▶ [Requirements]:
Reproduce the records below in full and exactly, without their images.

— Start Rows —

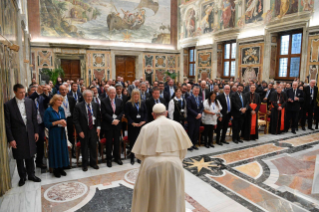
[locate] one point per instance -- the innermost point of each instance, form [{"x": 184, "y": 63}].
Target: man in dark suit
[
  {"x": 295, "y": 97},
  {"x": 22, "y": 132},
  {"x": 112, "y": 113},
  {"x": 41, "y": 99},
  {"x": 239, "y": 107},
  {"x": 87, "y": 123},
  {"x": 164, "y": 95},
  {"x": 310, "y": 95},
  {"x": 104, "y": 94},
  {"x": 170, "y": 89},
  {"x": 194, "y": 115},
  {"x": 225, "y": 101},
  {"x": 152, "y": 101},
  {"x": 267, "y": 94},
  {"x": 75, "y": 93},
  {"x": 119, "y": 93},
  {"x": 185, "y": 94},
  {"x": 96, "y": 97},
  {"x": 143, "y": 91},
  {"x": 68, "y": 106},
  {"x": 247, "y": 88},
  {"x": 204, "y": 92}
]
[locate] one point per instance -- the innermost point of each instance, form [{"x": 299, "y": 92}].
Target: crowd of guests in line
[{"x": 103, "y": 111}]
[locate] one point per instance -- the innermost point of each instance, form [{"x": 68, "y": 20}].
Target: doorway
[
  {"x": 72, "y": 69},
  {"x": 125, "y": 67}
]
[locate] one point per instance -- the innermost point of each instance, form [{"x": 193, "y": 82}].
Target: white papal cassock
[{"x": 161, "y": 146}]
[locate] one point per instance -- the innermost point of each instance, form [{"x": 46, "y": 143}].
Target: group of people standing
[{"x": 102, "y": 112}]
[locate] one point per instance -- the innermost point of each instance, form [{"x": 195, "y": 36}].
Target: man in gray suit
[{"x": 22, "y": 132}]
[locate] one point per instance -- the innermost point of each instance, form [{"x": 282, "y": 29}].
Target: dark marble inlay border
[
  {"x": 117, "y": 199},
  {"x": 217, "y": 171}
]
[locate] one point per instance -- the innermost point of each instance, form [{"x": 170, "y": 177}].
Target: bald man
[
  {"x": 310, "y": 95},
  {"x": 295, "y": 98},
  {"x": 225, "y": 101}
]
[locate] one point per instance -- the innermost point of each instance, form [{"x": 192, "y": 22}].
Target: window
[
  {"x": 191, "y": 62},
  {"x": 289, "y": 55},
  {"x": 229, "y": 59}
]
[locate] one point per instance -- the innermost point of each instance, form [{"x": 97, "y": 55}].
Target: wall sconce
[{"x": 14, "y": 48}]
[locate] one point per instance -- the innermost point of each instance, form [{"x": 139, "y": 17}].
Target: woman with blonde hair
[
  {"x": 55, "y": 121},
  {"x": 135, "y": 112}
]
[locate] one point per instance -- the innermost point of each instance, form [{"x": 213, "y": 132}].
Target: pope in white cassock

— End Rows —

▶ [Full solution]:
[locate] one point per instance -- the innermost point of each instance, form [{"x": 184, "y": 63}].
Target: man in dark suit
[
  {"x": 295, "y": 97},
  {"x": 22, "y": 132},
  {"x": 112, "y": 113},
  {"x": 41, "y": 99},
  {"x": 239, "y": 107},
  {"x": 87, "y": 123},
  {"x": 164, "y": 95},
  {"x": 310, "y": 95},
  {"x": 104, "y": 94},
  {"x": 170, "y": 89},
  {"x": 194, "y": 115},
  {"x": 225, "y": 101},
  {"x": 152, "y": 101},
  {"x": 267, "y": 94},
  {"x": 75, "y": 93},
  {"x": 119, "y": 93},
  {"x": 185, "y": 94},
  {"x": 96, "y": 97},
  {"x": 143, "y": 91},
  {"x": 68, "y": 106},
  {"x": 247, "y": 88},
  {"x": 204, "y": 92}
]
[locate] one point per instance -- the innermost point of each instance, form [{"x": 299, "y": 92}].
Target: crowd of guests in line
[{"x": 103, "y": 111}]
[locate] one point per instance -- the innermost point of each instance, form [{"x": 68, "y": 20}].
Target: doorway
[
  {"x": 72, "y": 69},
  {"x": 125, "y": 67}
]
[locate] one point per instance -- the innermost point of each instance, form [{"x": 193, "y": 82}].
Target: white papal cassock
[{"x": 161, "y": 146}]
[locate] one point per instance -- the innermost point of each instance, form [{"x": 46, "y": 143}].
Target: group of people standing
[{"x": 102, "y": 112}]
[locate] one point per instance -- the innermost point of each instance, form [{"x": 195, "y": 36}].
Target: man in gray suit
[{"x": 22, "y": 132}]
[locate] one point per instance -- the innermost point of each instance, form [{"x": 282, "y": 29}].
Target: dark marble inlay border
[
  {"x": 117, "y": 199},
  {"x": 217, "y": 171}
]
[locate] one point per instance -- the innermost point of each instance, form [{"x": 170, "y": 177}].
Target: bald man
[
  {"x": 310, "y": 95},
  {"x": 295, "y": 98},
  {"x": 225, "y": 101}
]
[locate] one point per instance -- the innermost point of each instance, form [{"x": 192, "y": 22}].
Target: window
[
  {"x": 191, "y": 62},
  {"x": 289, "y": 55},
  {"x": 229, "y": 59}
]
[locate] one point per instance -- the innermost point of each instance, form [{"x": 97, "y": 55}].
Target: wall sconce
[{"x": 14, "y": 48}]
[locate] one point per instance -- the innermost point of each instance, form [{"x": 139, "y": 17}].
Target: woman with blonde hair
[
  {"x": 55, "y": 121},
  {"x": 135, "y": 112}
]
[locate] one point per instance -- the innermost point of each instance, form [{"x": 213, "y": 132}].
Target: pope in white cassock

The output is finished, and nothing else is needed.